EXERCISE TASKS -
• a. Copy the part of the English HOD's story starting with "A principal who did" and going on through "at our school.", word for word.
• b. Pick up the English HOD's story after its last sentence and keep writing it.

PASSAGE TO READ -

·····

The Teachers Are Blowing Their Whistles!


The English HOD's story.

I was Head of English at a Brisbane State High School for twenty-nine years.

For most of those twenty-nine years I was very busy, but I was happy.

Then a new principal (principal TT) was appointed.

A principal who had never been a HOD.

A principal who did not understand the work of a HOD.

And things very quickly changed.

They changed for me.

But they changed for the whole staff.

"Appearance became reality" at our school.

Principal TT told us that "Appearance is reality".

And that pretty well summed him up.

The main problem with principal TT was that he would keep coming up with daft "appearance is reality" ideas that messed up the HOD's work programmes and objectives.

He had never been a HOD, so he did not understand our work.

He would insist that the HODs implement his daft ideas.

Principal TT did not seem to understand that it would take a lot of time and effort to implement his daft ideas properly.

Principal TT did not like to have his daft instructions questioned.

One day, early in his time at our school, principal TT came to me and told me that he had noticed that the English teachers were late getting to their classes. 

He told me to tell the teachers to get to their classes on time.

·····

DATASET RECORDS -
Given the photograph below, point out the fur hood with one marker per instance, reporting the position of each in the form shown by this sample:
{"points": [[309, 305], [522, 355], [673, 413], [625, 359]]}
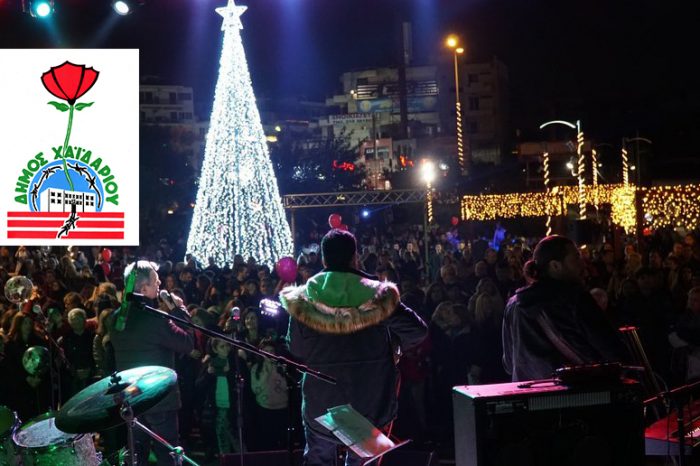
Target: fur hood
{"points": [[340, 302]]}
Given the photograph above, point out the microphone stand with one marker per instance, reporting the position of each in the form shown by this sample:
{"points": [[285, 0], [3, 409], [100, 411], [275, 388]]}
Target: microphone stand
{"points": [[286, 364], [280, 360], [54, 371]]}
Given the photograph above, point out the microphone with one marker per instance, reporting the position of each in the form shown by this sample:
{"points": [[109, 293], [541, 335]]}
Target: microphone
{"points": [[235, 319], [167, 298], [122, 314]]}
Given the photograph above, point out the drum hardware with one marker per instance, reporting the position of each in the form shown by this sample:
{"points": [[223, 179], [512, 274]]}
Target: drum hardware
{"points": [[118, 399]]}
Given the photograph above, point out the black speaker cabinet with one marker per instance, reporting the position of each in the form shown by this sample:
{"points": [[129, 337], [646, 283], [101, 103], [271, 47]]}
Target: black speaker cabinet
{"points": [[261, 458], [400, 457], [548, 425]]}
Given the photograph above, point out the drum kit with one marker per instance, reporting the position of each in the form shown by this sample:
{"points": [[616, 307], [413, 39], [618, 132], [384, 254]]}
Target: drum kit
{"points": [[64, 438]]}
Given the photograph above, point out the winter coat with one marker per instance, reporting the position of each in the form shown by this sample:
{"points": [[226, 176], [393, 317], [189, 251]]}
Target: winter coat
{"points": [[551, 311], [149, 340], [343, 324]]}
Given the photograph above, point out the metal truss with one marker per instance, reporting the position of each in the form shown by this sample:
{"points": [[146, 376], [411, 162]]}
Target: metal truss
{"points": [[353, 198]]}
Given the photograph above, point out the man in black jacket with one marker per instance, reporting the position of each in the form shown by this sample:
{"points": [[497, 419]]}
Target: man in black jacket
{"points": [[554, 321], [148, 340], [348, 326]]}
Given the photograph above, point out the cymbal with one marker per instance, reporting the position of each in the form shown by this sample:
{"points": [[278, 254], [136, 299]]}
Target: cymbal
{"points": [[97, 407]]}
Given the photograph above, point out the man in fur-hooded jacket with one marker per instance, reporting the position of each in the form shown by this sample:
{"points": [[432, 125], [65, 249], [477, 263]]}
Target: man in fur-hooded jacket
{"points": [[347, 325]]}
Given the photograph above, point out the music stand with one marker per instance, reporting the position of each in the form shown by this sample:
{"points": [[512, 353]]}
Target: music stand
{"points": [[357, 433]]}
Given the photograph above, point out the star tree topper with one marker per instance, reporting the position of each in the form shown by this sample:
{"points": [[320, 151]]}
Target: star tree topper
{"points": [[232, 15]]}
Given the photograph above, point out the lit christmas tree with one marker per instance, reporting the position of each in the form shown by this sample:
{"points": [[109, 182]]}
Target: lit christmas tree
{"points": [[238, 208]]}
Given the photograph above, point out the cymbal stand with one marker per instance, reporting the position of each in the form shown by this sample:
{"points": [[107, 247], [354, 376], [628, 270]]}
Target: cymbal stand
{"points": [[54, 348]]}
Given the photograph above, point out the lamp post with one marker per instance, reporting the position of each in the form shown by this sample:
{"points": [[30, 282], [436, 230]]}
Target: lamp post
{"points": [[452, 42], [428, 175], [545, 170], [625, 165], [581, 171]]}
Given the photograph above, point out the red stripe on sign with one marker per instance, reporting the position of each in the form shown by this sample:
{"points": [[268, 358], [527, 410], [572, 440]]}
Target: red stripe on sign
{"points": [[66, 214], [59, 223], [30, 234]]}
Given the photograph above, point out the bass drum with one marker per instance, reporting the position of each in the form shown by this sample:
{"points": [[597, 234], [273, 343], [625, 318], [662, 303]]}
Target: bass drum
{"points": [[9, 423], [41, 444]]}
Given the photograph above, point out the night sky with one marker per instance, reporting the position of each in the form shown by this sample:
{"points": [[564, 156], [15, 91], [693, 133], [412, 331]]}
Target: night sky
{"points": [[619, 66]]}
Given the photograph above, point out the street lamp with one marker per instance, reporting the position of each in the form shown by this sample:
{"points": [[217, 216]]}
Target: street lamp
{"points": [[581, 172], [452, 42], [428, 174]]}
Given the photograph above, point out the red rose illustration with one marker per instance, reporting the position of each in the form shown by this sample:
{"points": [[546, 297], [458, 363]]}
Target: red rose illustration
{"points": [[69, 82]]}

·····

ANSWERS FOR EACH ITEM -
• a.
A principal who did not understand the work of a HOD.

And things very quickly changed.

They changed for me.

But they changed for the whole staff.

"Appearance became reality" at our school.

• b.
The problem was that Year 8 classes were on the other side of the road, a 5-7 minute walk away from A block. 

If teachers left the Year 8 campus on the bell, it would take them a few minutes to walk over the road and so they were late for their classes in A block. 

I asked principal TT if he wanted the teachers to leave their Year 8 classes early so that they could arrive at A block on the bell. 

I did not intend this to be a vexatious question, but principal TT took it very badly and he fumed. 

Principal TT did not like to have his daft instructions questioned.

And so principal TT and I got off to a bad start.

Principal TT set impossible time-lines for his ridiculous tasks.

One day TT told me that he wanted a draft program on his desk by the following morning - for a draft English Syllabus.

The draft syllabus was clearly marked "NOT TO BE USED TO WRITE WORK PROGRAMS"!

Principal TT pooh-poohed the fact that the draft syllabus was not supposed to be used to write work programs.

He pooh-poohed his impossible time-line.

Principal TT told me that I was experienced - I could do it!

So I stayed up all night trying to write something sensible. 

I put the draft program on Principal TT's desk the next morning, but then I had to go home because I was really ill.

I had developed flu.

I became depressed. 

I was given medication for my depression.

The HODs' letter and the HOD leaker.

After one appalling HOD meeting, a number of HOD's gathered to discuss the situation.

We decided that we should send a letter to the Director-General, outlining our grievances against principal TT.

Because I was English HOD (and considered to be good with words) I was asked to draft a letter to the Director-General.

Actually I drafted two letters, one to principal TT and one to the Director-General. 

But then a couple of the HOD's became ill (possibly because of the stress of the situation) and a couple went overseas on Long Service Leave (possibly to escape the situation).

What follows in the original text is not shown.